■ Task details: Beginning at the line that contains "Each instance receives one keypoint. Mark the blue", return every remaining line of the data below exactly; return nothing before it.

(Stored data entries)
════════════════════

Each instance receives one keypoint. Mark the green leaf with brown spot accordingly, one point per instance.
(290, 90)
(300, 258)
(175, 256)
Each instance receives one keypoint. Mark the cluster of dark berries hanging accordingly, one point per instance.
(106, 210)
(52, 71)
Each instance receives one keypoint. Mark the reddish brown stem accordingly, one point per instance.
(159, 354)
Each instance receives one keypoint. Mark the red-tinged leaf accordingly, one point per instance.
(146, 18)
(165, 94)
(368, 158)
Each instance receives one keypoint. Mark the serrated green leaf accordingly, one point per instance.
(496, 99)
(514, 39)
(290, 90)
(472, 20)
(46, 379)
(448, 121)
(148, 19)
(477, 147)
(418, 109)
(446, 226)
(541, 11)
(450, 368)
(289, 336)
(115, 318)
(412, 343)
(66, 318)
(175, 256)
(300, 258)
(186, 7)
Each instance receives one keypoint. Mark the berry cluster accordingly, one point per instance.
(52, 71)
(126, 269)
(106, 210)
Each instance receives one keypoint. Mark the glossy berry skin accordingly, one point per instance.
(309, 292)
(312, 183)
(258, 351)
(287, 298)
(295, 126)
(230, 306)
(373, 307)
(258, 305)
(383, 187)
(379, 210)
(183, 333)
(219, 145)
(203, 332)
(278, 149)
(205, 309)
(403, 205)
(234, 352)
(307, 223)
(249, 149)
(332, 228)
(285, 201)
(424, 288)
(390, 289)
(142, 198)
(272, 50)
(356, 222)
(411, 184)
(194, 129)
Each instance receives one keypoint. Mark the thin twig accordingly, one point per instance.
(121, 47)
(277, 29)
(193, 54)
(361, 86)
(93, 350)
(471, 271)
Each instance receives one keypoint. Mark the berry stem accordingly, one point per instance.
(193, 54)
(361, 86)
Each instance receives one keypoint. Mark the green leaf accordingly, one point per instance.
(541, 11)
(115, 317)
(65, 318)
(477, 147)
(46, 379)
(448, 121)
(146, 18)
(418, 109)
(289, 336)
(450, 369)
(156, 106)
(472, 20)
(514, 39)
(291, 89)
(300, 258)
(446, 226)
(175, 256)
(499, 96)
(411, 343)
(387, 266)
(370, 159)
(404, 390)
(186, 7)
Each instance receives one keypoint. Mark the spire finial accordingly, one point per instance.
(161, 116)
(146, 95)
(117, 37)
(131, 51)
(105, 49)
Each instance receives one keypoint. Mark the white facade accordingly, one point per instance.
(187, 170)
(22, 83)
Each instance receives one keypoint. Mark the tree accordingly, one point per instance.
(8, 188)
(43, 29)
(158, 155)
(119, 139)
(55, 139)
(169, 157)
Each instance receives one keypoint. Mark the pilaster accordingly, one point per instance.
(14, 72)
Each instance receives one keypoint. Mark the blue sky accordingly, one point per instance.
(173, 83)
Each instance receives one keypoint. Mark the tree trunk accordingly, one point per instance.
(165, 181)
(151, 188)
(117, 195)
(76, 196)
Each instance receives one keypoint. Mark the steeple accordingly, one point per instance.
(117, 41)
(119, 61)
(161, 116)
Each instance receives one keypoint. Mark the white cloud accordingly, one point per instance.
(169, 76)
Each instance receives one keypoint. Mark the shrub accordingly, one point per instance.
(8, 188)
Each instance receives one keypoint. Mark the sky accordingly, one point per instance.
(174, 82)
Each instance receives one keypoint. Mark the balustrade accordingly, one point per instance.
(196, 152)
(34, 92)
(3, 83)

════════════════════

■ Solution to this exercise:
Each instance receives one keypoint. Mark the blue sky accordingly, one point per instance.
(173, 83)
Each instance receives one keypoint. Mark the tree trunk accordingly, one point per instance.
(165, 181)
(151, 188)
(117, 195)
(76, 196)
Each instance receives one keypoint. Mark the steeple accordingly, one point per instance.
(117, 41)
(119, 61)
(161, 116)
Each instance receives one keypoint. Mark the white cloud accordingly, one point per instance.
(169, 76)
Each instance receives one keypoint. Mark the shrub accordingly, one point per instance.
(8, 188)
Each instance receives one keypoint. Mark the sky accordingly, one point per instance.
(174, 82)
Each instance receives one keypoint. Mark the balustrade accordingly, one point per instance.
(196, 152)
(34, 92)
(3, 83)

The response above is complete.